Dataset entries

- - - -

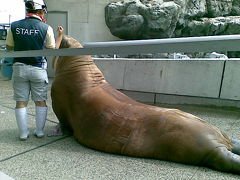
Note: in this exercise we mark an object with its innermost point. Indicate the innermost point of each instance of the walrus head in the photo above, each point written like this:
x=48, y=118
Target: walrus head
x=69, y=42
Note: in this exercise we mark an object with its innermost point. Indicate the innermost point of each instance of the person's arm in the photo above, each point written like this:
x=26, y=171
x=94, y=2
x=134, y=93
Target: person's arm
x=59, y=37
x=9, y=40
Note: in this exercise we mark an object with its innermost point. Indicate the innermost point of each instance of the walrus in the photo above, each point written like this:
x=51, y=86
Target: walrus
x=103, y=118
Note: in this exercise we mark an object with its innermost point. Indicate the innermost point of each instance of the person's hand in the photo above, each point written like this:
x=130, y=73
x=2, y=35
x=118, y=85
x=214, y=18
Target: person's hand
x=60, y=30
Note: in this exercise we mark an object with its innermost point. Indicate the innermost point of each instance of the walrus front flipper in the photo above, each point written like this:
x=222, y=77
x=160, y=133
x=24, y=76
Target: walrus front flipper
x=224, y=160
x=236, y=146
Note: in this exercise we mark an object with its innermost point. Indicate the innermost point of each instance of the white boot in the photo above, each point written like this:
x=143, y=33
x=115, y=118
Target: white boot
x=41, y=115
x=22, y=121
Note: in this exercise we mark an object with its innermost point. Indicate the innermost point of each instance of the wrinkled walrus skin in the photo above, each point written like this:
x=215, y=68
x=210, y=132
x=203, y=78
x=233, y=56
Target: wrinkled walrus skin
x=105, y=119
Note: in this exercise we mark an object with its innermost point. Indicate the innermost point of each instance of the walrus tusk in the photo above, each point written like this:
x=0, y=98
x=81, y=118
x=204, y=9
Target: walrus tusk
x=105, y=119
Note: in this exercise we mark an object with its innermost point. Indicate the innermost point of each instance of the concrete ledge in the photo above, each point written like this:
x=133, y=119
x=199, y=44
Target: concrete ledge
x=190, y=78
x=154, y=98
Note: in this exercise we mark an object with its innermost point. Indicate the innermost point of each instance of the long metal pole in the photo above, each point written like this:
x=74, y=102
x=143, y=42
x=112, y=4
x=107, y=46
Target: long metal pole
x=221, y=43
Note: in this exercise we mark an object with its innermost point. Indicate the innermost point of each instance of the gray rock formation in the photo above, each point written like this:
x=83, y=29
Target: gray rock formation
x=147, y=19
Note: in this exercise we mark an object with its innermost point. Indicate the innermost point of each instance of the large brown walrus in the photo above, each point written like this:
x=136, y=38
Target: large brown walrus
x=105, y=119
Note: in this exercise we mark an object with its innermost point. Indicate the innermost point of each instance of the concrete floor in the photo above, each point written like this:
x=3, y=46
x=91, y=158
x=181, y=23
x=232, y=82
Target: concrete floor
x=62, y=158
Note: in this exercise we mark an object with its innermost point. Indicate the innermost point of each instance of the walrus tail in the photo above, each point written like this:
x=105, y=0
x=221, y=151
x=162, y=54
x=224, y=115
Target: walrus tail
x=223, y=160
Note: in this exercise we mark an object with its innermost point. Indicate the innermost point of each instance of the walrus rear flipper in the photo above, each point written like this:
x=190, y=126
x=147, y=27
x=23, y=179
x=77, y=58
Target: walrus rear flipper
x=224, y=160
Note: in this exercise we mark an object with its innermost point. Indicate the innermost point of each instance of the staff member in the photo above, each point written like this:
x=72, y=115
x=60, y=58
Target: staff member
x=29, y=74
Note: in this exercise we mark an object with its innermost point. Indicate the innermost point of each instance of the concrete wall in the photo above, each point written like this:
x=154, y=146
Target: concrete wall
x=86, y=19
x=206, y=79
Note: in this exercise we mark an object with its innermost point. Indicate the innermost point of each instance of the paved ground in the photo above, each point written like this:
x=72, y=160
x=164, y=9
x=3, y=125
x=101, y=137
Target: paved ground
x=62, y=158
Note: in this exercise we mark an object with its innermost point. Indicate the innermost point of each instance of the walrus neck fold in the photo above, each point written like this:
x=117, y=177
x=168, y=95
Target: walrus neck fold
x=80, y=68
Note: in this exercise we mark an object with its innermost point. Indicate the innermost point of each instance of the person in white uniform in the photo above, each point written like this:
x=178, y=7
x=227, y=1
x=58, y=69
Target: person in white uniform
x=29, y=74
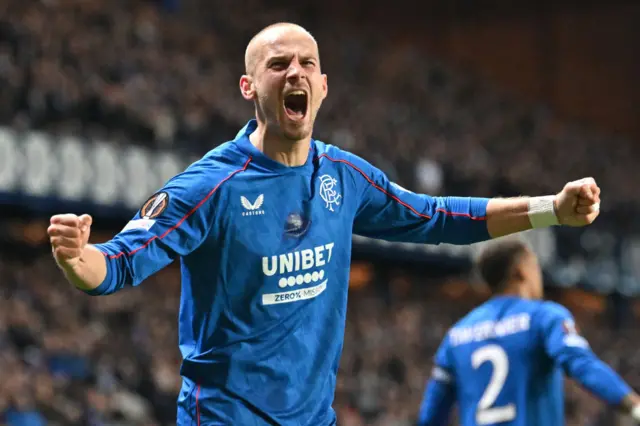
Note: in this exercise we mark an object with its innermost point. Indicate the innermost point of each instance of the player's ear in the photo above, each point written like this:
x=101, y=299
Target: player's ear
x=246, y=87
x=325, y=86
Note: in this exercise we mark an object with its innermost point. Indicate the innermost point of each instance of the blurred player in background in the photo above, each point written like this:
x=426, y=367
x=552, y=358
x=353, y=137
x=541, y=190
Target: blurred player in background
x=263, y=227
x=503, y=363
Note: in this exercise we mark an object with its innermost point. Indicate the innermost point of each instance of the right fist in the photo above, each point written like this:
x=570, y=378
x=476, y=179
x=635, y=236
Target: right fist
x=68, y=234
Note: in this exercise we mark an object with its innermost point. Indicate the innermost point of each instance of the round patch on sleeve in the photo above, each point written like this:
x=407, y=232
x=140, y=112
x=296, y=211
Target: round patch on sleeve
x=155, y=205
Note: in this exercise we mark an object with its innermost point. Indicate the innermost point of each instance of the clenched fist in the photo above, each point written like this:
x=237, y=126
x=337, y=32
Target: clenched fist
x=578, y=204
x=69, y=235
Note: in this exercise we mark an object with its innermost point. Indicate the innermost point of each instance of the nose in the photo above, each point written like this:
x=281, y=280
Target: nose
x=295, y=71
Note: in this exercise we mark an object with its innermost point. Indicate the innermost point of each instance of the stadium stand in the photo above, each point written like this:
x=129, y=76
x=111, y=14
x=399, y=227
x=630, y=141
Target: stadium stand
x=127, y=72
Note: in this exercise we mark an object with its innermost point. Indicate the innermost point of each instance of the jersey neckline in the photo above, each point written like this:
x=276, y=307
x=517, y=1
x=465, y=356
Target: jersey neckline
x=258, y=157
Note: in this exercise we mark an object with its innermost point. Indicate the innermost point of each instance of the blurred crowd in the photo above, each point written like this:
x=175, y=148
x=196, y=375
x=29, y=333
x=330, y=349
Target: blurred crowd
x=126, y=71
x=70, y=359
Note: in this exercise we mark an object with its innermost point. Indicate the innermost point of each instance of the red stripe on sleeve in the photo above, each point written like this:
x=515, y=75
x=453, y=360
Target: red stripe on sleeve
x=185, y=217
x=396, y=199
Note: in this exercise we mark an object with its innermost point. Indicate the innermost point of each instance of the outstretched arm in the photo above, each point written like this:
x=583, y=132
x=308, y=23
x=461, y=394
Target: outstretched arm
x=569, y=349
x=578, y=204
x=172, y=223
x=388, y=211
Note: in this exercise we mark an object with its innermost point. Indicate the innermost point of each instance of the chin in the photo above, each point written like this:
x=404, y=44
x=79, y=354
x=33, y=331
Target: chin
x=298, y=132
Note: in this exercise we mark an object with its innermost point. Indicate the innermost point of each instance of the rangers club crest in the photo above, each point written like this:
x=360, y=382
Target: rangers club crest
x=328, y=193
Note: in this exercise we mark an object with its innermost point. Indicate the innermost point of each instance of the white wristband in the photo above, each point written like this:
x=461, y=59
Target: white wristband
x=542, y=212
x=635, y=413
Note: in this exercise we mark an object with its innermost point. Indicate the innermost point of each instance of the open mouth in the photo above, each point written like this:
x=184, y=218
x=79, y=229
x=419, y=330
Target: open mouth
x=295, y=104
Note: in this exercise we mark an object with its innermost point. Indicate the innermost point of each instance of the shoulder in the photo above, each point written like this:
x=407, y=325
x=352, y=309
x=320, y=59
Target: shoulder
x=549, y=309
x=355, y=164
x=550, y=314
x=204, y=176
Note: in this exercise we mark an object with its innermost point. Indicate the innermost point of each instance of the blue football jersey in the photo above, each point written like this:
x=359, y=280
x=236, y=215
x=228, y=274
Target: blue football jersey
x=265, y=251
x=504, y=364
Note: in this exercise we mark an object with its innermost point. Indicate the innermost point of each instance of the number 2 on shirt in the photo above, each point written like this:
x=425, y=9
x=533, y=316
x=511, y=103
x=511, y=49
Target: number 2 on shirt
x=487, y=413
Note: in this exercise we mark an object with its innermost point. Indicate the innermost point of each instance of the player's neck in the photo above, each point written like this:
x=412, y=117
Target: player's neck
x=516, y=291
x=287, y=152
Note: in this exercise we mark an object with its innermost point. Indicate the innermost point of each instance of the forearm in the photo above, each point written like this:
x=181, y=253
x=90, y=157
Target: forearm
x=599, y=379
x=630, y=404
x=89, y=272
x=507, y=216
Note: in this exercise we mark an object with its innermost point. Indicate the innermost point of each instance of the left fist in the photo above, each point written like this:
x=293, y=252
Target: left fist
x=578, y=204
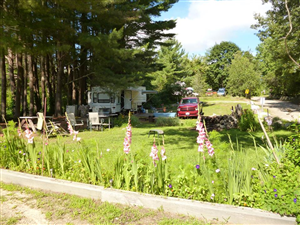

- - - -

* [Problem description]
What is needed is an exact copy of the lines above, from the one containing "x=214, y=18" through the one containing "of the large", with nothing added.

* [Response to this task]
x=214, y=18
Target: person's hand
x=60, y=30
Note: in this exercise we mark an object with its innermost point. Indicate the innermost point of each instance of the walrus front flipper in the photo above, each point written like this:
x=222, y=77
x=160, y=133
x=24, y=76
Target: walrus front flipper
x=224, y=160
x=236, y=146
Note: in this exercise we mark an object with its innermost point. Indicate the innermost point of each instance of the white boot in the photo above, each point written like this:
x=143, y=33
x=115, y=118
Target: white boot
x=41, y=115
x=22, y=121
Note: in this exercise we mark an object with its innermost point. Indicate the innermost point of each instance of the wrinkled walrus skin in the photo above, each point written like this:
x=215, y=68
x=210, y=132
x=203, y=78
x=233, y=56
Target: wrinkled walrus skin
x=105, y=119
Note: in this exercise we mark an object with its innermost point. Indicate the innermost point of each instance of the walrus tusk in the photo above, each point written like this:
x=0, y=98
x=81, y=118
x=204, y=9
Target: walrus tusk
x=105, y=119
Note: in this exercise we mark an object with its innermost point. Indicate the innermost point of each instance of the concrete ledge in the photo above, each point written like this:
x=133, y=119
x=199, y=44
Target: concrete ledge
x=190, y=78
x=154, y=98
Note: in this exercise we mark an object with its innermost point. Indicate the innermost point of each instance of the long metal pole in the photo above, each point written like this:
x=74, y=102
x=143, y=42
x=112, y=4
x=107, y=46
Target: long metal pole
x=221, y=43
Note: in this exercise we mark an object with its innermost point. Indicate the innermost point of each instance of the gray rock formation in the photo above, each point written like this:
x=83, y=29
Target: gray rock formation
x=147, y=19
Note: in this exercise we mark an object with its innermost point. Indicate the innermost point of each instance of the large brown walrus in the photo above, each point written like this:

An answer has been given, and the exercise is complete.